SOURCE EXCERPT.

((

Such an interesting topic, I typed a long time on it only to start fresh because I was veering too far from the point I think...

I just wonder Ginsan...
What do you think makes compassion desirable to some but not to others?

And also,
Why is it that a person can feel compassionate in some cases but not in others?

I keep thinking about the idea that two emotions exist only;  Love & Hate.
Break down every single emotion a person can feel, and its like they all come from one of these two states of mind.

I would say that compassion is clearly a luvthang, but what is it's hateful opponent I wonder...selfishness? Belligerence maybay?

Interesting too, how often I notice people speaking of anger as if it completely uncontrollable or involuntary. I personally am more inclined to say that you might not always be in control of your feelings, but surely a person is normally in charge of their actions right? If an angry person is not in control of their feelings NOR their actions, I can't help but wonder...

What ARE they doing in life then, besides breathing, hmm? 
Drifting, blown about by life like a leaf on a pond I guess..
I don't get it, can't relate.

To me compassion is a choice.
Much like happiness, it takes will to achieve sometimes.
And I guess there are many reasons why people could choose some other option, but I am so often disappointed by the lack of happiness an compassion I see in the world I live in, it really makes me wonder why that is. Surely people that do not show much compassion would feel slighted if it were not shown to them in their moment of need, right? Is this not obviously hyprocitical though?

))

PROVIDED DATA.
((

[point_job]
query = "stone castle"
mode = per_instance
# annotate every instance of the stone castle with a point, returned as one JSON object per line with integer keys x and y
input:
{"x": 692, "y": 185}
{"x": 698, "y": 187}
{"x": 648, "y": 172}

))
((

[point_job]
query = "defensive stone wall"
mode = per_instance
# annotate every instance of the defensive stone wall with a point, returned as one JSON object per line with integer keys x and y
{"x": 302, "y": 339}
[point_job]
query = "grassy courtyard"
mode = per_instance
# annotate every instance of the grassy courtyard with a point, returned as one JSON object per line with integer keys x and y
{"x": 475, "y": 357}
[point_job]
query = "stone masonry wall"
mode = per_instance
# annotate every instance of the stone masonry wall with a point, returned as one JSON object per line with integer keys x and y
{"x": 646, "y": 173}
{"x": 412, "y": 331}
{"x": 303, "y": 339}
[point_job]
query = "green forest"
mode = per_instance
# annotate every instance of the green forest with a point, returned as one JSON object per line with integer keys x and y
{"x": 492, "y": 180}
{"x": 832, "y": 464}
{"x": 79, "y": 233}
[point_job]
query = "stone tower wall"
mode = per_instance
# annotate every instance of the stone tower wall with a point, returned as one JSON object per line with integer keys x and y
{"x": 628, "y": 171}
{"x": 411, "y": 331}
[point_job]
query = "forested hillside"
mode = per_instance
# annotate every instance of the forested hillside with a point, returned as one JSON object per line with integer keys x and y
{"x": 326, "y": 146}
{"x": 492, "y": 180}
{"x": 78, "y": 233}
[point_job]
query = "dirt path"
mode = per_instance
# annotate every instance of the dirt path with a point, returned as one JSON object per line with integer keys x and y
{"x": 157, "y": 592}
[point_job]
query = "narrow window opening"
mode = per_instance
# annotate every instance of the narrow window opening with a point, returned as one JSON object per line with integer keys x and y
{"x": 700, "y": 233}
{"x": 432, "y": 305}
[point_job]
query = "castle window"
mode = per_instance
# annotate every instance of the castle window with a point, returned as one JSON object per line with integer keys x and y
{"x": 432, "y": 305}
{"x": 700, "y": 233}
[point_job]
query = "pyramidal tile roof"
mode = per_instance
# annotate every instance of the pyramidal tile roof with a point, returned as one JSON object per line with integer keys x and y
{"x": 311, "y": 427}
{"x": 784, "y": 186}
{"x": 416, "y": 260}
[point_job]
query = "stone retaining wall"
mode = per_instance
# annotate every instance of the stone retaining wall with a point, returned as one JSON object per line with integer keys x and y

))
((

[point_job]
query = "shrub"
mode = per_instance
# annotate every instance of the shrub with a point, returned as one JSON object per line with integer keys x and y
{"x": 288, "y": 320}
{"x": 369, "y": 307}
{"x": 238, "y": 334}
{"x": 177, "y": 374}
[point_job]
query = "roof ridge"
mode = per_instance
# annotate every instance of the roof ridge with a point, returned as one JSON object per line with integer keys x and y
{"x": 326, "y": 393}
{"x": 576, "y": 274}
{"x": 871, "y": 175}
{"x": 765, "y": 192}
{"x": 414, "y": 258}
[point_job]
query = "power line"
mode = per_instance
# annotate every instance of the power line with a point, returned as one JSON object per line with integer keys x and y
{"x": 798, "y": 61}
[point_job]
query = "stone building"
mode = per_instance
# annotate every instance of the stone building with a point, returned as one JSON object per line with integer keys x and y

))

WORK INSTRUCTIONS.
**A.** Return each line of the entries that contains the string "wall".
**B.** Extend the post on compassion past its final sentence, keeping to its voice and line of thought.
The post on compassion and the entries have nothing to do with each other.

RESULTS IN ORDER.
**A.**
query = "defensive stone wall"
# annotate every instance of the defensive stone wall with a point, returned as one JSON object per line with integer keys x and y
query = "stone masonry wall"
# annotate every instance of the stone masonry wall with a point, returned as one JSON object per line with integer keys x and y
query = "stone tower wall"
# annotate every instance of the stone tower wall with a point, returned as one JSON object per line with integer keys x and y
query = "stone retaining wall"
# annotate every instance of the stone retaining wall with a point, returned as one JSON object per line with integer keys x and y

**B.**
Similarly
Everyone loves to be happy I imagine, and would prefer others not harsh their mellow...but how often do you see people doing just that with no remorse whatsoever? As if that  person having a bad day means the whole WORLD deserves to have a bad day too, just be default.  Is that not INSANE? I don't get it...

BUT, another thing about compassion I like is that it doesn't have to always be some grand gesture to be appreciated. In fact the tiny simple things that people do for me that show compassion are the things I am moved by the most usually. Like when someone sees you struggling with a door and they hurry to help you...or like when I see someone looking sad I try to tell them jokes, to brighten them up. 

I figure everyone has their moments, so it's important to try to be there to give others a boost wherever you can. You'd want someone to for you, right? Even strangers deserve compassion too, just think how bad it feels when a stranger treats you insensitively, but how AWEsome it feels when they are just kind to you for no reason at all...

Except of course for the fact that it just makes the world a happier place to be in.
(And who in their right mind wouldn't be about that?)

It doesn't take much effort, but it sure can have a big effect when the timing is right.
Reminds me of a little decoration I bought two days ago:



I put it by the door so I can be reminded of it every day as I leave and as I come home.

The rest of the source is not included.